◆ Exercise goal
In the article on Project Wing's drone deliveries, how long a car round trip do residents near the Australian testing area face for almost anything?

◆ Reading passage
::::::::::

The future is here, and boy is it spicy. Alphabet’s Project Wing announced Monday that it will start delivering burritos to hungry customers via drone. That’s right, you can soon have heavenly manna slathered in Australian Jack cheese dropped right on your head — that is, if you happen to live in the outskirts of the Australian Capital Territory.
Project Wing, one of Alphabet’s “moonshot factories” under the X umbrella, is testing delivery drones and has selected the relatively remote area for its latest voyage into the tinfoil-wrapped unknown. In addition to Mexican food from a chain, the company will also ferry medication on behalf of a pharmacy.
So, one imagines, your Tums and pico de gallo can be timed to arrive simultaneously.
The company also grabbed headlines in 2016 with drones delivering burritos at Virginia Tech. Apparently, someone at the company has a thing for the densely packed food item with an undeniably high deliciousness-to-weight ratio.
“Guzman y Gomez, a Mexican food chain, and Chemist Warehouse, a chain of pharmacies, will receive orders from our testers who’ve purchased items using the Project Wing app on their smartphones,” Project Wing’s James Ryan Burgess explained on the company blog. “We’ll dispatch our drones to pick up the order from our partners’ loading sites and then transport and deliver the goods to testers at their residences.”
The out-of-the-way Australian location was selected specifically because it is, in fact, so out there. It seems that at least some local residents were down to participate as a way to reduce their time spent in the car.
“Residents near our testing area on the outskirts of the ACT live an idyllic country lifestyle on 10-acre blocks of rolling land spotted with gum trees and horses,” added Burgess. “But they face a 40-minute round trip in the car for almost anything, whether it’s a carton of milk, veggies for dinner, or a cup of coffee. Our testers, including young families, busy professionals and retirees, had many suggestions for how our technology could address this fundamental inconvenience.”
Ah yes, the fundamental inconvenience of having burritos (and, sure, medicine) far away from wherever you are. Project Wing is clearly focused on making the world a better place.
So, when — if ever — will this lunch-altering tech come to your town and/or hamlet? Burgess doesn’t exactly say, but you can rest assured that should the tests go well, the company will likely test the tech again (and again) — maybe closer to your home.
Until then, you’ll just have to stick to terrestrial-based delivery like the rest of us.

::::::::::

◆ Extracted records

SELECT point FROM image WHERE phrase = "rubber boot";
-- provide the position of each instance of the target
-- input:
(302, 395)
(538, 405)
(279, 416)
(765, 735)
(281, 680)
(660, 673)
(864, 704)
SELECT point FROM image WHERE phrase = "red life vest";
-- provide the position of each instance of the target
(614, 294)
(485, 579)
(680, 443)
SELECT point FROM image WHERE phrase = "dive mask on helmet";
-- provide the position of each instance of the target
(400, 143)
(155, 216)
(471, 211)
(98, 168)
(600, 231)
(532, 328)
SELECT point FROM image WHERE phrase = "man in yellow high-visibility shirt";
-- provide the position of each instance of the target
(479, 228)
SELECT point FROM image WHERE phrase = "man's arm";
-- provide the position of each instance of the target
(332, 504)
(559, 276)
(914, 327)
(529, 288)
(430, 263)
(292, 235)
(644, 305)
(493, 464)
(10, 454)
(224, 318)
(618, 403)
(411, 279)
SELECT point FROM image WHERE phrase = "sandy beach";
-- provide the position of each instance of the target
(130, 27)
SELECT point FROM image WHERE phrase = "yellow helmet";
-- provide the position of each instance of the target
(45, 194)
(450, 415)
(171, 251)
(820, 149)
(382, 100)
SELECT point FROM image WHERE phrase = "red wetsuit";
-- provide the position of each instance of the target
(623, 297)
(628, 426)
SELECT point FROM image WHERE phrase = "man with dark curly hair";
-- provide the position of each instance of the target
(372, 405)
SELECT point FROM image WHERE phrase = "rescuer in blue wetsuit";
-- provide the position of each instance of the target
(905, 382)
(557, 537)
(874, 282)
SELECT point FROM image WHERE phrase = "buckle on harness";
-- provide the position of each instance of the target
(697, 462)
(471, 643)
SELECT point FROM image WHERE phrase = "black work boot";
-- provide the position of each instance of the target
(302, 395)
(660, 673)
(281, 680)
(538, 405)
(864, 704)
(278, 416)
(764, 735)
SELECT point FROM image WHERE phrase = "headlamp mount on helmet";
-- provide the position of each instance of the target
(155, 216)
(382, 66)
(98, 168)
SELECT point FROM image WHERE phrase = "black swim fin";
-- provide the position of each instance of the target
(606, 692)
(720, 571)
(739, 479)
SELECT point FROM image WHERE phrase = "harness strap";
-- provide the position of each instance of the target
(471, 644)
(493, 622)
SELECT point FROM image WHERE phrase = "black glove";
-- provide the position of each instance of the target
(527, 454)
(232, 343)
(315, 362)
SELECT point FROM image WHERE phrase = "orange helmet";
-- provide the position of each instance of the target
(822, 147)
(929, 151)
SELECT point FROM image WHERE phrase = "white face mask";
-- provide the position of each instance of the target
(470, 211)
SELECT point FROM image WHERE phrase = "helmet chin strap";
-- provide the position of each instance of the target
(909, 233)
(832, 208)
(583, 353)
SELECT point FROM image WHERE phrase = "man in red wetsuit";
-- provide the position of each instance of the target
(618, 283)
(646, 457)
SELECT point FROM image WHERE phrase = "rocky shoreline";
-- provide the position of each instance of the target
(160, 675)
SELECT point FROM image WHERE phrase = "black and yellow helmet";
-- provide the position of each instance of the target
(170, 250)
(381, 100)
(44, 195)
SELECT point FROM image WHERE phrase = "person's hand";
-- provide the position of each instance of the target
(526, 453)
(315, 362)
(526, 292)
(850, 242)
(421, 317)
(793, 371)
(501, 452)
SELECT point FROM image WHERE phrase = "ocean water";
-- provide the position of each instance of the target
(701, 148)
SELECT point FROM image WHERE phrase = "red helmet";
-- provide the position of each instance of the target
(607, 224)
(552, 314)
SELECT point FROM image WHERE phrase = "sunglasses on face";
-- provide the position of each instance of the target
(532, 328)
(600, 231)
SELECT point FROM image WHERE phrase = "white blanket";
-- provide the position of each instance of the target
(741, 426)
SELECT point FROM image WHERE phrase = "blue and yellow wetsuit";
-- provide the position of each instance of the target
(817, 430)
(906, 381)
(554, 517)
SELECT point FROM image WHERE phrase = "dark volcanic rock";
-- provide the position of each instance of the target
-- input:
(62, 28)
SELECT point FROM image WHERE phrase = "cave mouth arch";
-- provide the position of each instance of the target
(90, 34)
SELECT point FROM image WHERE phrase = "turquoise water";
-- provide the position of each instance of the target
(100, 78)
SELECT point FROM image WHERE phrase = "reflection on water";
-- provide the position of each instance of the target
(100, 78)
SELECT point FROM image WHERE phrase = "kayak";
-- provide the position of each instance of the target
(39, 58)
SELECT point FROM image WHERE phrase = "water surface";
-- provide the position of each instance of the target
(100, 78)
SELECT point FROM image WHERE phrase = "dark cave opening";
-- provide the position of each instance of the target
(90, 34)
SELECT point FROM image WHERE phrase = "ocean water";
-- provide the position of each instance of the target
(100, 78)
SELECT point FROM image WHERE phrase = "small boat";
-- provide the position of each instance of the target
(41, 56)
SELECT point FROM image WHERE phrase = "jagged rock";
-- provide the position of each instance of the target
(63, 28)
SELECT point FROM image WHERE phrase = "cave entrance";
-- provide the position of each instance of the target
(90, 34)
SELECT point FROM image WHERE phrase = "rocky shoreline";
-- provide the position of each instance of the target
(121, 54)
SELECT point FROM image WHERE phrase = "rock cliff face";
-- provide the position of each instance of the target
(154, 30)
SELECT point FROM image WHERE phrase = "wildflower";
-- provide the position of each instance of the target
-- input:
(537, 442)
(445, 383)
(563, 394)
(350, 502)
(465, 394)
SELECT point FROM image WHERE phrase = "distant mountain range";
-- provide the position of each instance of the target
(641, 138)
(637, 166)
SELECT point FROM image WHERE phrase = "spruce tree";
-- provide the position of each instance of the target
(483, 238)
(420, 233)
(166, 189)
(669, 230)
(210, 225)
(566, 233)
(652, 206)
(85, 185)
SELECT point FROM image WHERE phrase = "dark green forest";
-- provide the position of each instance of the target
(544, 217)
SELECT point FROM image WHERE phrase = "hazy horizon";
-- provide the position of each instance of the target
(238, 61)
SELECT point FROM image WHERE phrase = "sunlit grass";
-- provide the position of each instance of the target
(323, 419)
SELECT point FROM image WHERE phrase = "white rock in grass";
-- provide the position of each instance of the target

::::::::::

◆ Solution for this exercise
A 40-minute round trip.